_Passage given:_

About the only channel really missing for me is BBC America. Looking at my current inventory of shows, everything would be tagged with the exception of Ink Master (Spike) and Poldark / Dr. Who (PBS)

The problem specifically with sporting events is the value proposition. These skip points are manually tagged... Meaning a person, watches the program and manually inserts the skip tags.

"Most" Sporting events are watched live or with minimal time shifting - The tags wouldn't be available during the highest consumption period.


----------



## SallyC (Jan 1, 2015)

That makes sense. But I hate commercials soooooo much that I never watch games live. I record and wait at least 30-60 min before starting to watch. But still, that's close enough to live that your point still stands. 

I wonder if they might offer an upgrade price for those of us who recently purchased Roamio & Minis with lifetime. That's a big investment.

Sent from my SM-T900 using Tapatalk


----------



## aaronwt (Jan 31, 2002)

krkaufman said:


> Interesting related info from the disclaimer footnotes attached to Amazon's Bolt page...


hmmmm.......Another thing that makes paying the yearly fee look better than paying the huge "All In" fee.


----------



## tim1724 (Jul 3, 2007)

bradleys said:


> https://www.tivo.com/support/how-to/how-to-use-SkipMode
> 
> TiVo confirms that skip mode is coming to Roamio in the future.


And QuickMode: https://www.tivo.com/support/how-to/how-to-fast-forward-with-QuickMode

With QuickMode and SkipMode coming to Roamio (and presumably the updated interface with almost no SD settings screen) I have zero interest in Bolt. (especially since it would mean giving up two tuners and terabytes of disk space, not to mention shelling out for overpriced Lifetime). I don't have a 4K TV and I rarely watch streaming video anyway, so Bolt's not for me. Call me crazy but I do like the funky white case and the white remote, though. (the next time I need to buy a new TiVo remote I'll probably get a white one)


----------



## bradleys (Oct 31, 2007)

Hmm.... Will Autoskip be available on TiVo mobile apps?


----------



## aaronwt (Jan 31, 2002)

_Source data:_
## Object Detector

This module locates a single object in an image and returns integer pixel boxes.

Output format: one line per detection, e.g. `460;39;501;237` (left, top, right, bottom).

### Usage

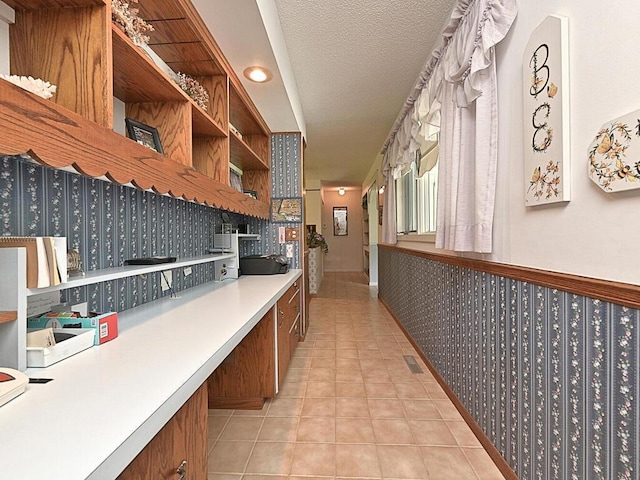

_Required work:_ Carry on the forum thread about TiVo's skipping features from the point where it stops. The lines have nothing to do with the forum thread about TiVo's skipping features.

_Answer to this exercise:_
tim1724 said:


> And QuickMode: https://www.tivo.com/support/how-to/how-to-fast-forward-with-QuickMode
> 
> With QuickMode and SkipMode coming to Roamio (and presumably the updated interface with almost no SD settings screen) I have zero interest in Bolt. (especially since it would mean giving up two tuners and terabytes of disk space, not to mention shelling out for overpriced Lifetime). I don't have a 4K TV and I rarely watch streaming video anyway, so Bolt's not for me. Call me crazy but I do like the funky white case and the white remote, though. (the next time I need to buy a new TiVo remote I'll probably get a white one)


But when will it show up on the Roamio? 2016? 2017? 2018? I know I wouldn't bet on it coming anytime soon. At least based on past history with TiVo. But 2015 would be nice.


----------



## bradleys (Oct 31, 2007)

aaronwt said:


> But when will it show up on the Roamio? 2016? 2017? 2018? I know I wouldn't bet on it coming anytime soon. At least based on past history with TiVo. But 2015 would be nice.


I think a good reference is the recent update history from Roamio to Premiere. TiVo obviously has a desire to keep the code set in sync - but I think this also signals the EOL of the Premiere.

I wouldn't be surprised if we saw in early 2016 (Just enough time to give the Bolt a little traction)


----------



## tim1724 (Jul 3, 2007)

aaronwt said:


> But when will it show up on the Roamio? 2016? 2017? 2018? I know I wouldn't bet on it coming anytime soon. At least based on past history with TiVo. But 2015 would be nice.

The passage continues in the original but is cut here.